# Textauszug:
Allerdings sei es für die CDU „unstrittig“, dass Friedhelm Hahn viele Jahre sehr erfolgreich das Ensemble zu anerkannten schauspielerischen Höchstleistungen geführt habe. „Seine Intendanz und seine Leistungen haben aus der kleinen Städtischen Bühne eine im Umland sehr geachtete Spielstätte gemacht.“ Der aktuelle Hilferuf sei unter den aktuellen Vorkommnissen verständlich. „Gerade die zwei Jahre Corona haben tiefe Spuren und Existenzängste bei unseren Schauspielern hinterlassen.“

Die CDU-Fraktion werde darauf drängen, die Städtische Bühne auch in Zukunft zu erhalten. „Auch wenn Friedhelm Hahn selbst beabsichtigt, in nächster Zeit in den Ruhestand zu treten, wünschen wir uns eine qualitativ ähnlich gute Neubesetzung der Intendanz.“ Eine öffentliche Auseinandersetzung werde keinem in Lahnstein nützen, aber allen Beteiligten schaden.

# Inhalt des Datensatzes:

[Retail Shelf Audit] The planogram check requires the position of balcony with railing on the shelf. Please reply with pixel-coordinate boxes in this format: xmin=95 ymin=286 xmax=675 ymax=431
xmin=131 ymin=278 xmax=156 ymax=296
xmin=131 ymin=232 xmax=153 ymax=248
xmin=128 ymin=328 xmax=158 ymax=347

# Ihre Aufgaben:
(1) Prüfen Sie, ob die folgenden Aussagen mit dem Textauszug zur Städtischen Bühne übereinstimmen: (a) Die CDU hält die erfolgreiche Führung des Ensembles durch Friedhelm Hahn für unstrittig. (b) Die CDU-Fraktion will die Städtische Bühne schließen. (c) Friedhelm Hahn möchte die Intendanz dauerhaft weiterführen. Beantworten Sie jede Aussage mit Ja oder Nein und belegen Sie dies mit einem wörtlichen Zitat aus dem Textauszug.
(2) Welcher Zeitraum hat laut dem Textauszug tiefe Spuren und Existenzängste bei den Schauspielern hinterlassen?
(3) Setzen Sie den Textauszug zur Städtischen Bühne nach seinem letzten Satz fort.
Die Zeilen sind eigenständiges Material und gehören nicht zum Textauszug.

# Antworten in Reihenfolge:
(1)
(a) Ja: „dass Friedhelm Hahn viele Jahre sehr erfolgreich das Ensemble zu anerkannten schauspielerischen Höchstleistungen geführt habe“
(b) Nein: „Die CDU-Fraktion werde darauf drängen, die Städtische Bühne auch in Zukunft zu erhalten.“
(c) Nein: „Auch wenn Friedhelm Hahn selbst beabsichtigt, in nächster Zeit in den Ruhestand zu treten“

(2) Die zwei Jahre Corona.

(3)
Gabi Laschet-Einig, die SPD-Fraktionsvorsitzende, hat wenig Verständnis für den Brief. „Aus unserer Sicht ist dieses Schreiben eine Inszenierung – ohne Absender und ohne Unterschrift“, kritisiert sie. Das Thema sei eindeutig Geschäft der laufenden Verwaltung, „Vertragsangelegenheiten zählen nicht zur Verantwortung der Mandatsträger“. Zum laufenden Vorgang wolle sie sich auch nicht äußern, „da die Hintergründe nicht hinreichend bekannt sind“. Eines könne sie sagen: „Die SPD-Fraktion steht nach wie vor zur Städtischen Bühne.“ Doch Kulturangebote müssten bei der finanziellen Lage der Stadt „einen gangbaren Weg zwischen Wünschen und tatsächlichen Möglichkeiten finden“. Auch dürfe ein kulturelles Angebot nicht an bestimmte Personen gebunden sein, so Laschet-Einig weiter, „zumal dann, wenn kein gemeinsamer Weg gefunden wird“.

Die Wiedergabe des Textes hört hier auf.